### Input data ###

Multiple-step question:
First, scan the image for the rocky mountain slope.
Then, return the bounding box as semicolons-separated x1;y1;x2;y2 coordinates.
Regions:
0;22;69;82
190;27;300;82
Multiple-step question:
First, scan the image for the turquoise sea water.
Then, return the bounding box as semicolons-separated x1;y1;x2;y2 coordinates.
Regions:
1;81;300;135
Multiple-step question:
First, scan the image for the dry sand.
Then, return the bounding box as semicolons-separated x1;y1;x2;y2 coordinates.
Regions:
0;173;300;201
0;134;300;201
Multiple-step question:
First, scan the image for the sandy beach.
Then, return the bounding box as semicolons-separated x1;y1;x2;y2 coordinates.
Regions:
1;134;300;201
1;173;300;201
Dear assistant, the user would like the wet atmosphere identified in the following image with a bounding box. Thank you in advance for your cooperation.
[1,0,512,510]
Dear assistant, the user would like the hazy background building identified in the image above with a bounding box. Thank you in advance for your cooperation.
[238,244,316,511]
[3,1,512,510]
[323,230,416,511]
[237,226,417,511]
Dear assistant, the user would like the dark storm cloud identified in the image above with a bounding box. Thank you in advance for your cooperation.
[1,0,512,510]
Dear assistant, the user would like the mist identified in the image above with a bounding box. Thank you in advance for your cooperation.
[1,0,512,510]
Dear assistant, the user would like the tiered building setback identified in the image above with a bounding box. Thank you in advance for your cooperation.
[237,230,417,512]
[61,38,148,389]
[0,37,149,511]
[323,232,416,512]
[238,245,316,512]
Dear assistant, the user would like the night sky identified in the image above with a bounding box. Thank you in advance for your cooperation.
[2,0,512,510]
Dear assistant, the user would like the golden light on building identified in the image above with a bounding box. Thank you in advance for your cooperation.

###

• _Instructions for the task_
Please output only the lines from the one holding "Dear assistant, the user would like the night" to the end of the records, first and last included, exactly as they appear.

• _Output of the task_
Dear assistant, the user would like the night sky identified in the image above with a bounding box. Thank you in advance for your cooperation.
[2,0,512,510]
Dear assistant, the user would like the golden light on building identified in the image above with a bounding box. Thank you in advance for your cooperation.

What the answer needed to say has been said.